WHAT TO DO: Among the entries below, find all lines that include "wooden" and copy them.

*** THE DATA Section Begins ***

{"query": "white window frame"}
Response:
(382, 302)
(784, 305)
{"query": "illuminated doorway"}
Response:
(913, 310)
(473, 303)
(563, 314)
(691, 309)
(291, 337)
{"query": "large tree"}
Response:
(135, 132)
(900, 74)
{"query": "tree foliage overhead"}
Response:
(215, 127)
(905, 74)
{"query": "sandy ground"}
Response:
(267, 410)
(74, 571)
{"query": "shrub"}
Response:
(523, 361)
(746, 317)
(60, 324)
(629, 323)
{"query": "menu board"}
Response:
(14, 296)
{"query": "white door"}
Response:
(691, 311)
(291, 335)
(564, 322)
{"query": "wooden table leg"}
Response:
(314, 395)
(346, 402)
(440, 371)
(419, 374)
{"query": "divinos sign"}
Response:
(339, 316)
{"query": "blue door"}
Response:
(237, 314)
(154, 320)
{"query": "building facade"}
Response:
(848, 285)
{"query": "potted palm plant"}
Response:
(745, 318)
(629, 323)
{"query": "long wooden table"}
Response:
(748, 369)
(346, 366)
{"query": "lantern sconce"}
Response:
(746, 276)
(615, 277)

*** THE DATA Section Ends ***

OUTPUT FOR THIS EXERCISE:
{"query": "wooden table leg"}
{"query": "long wooden table"}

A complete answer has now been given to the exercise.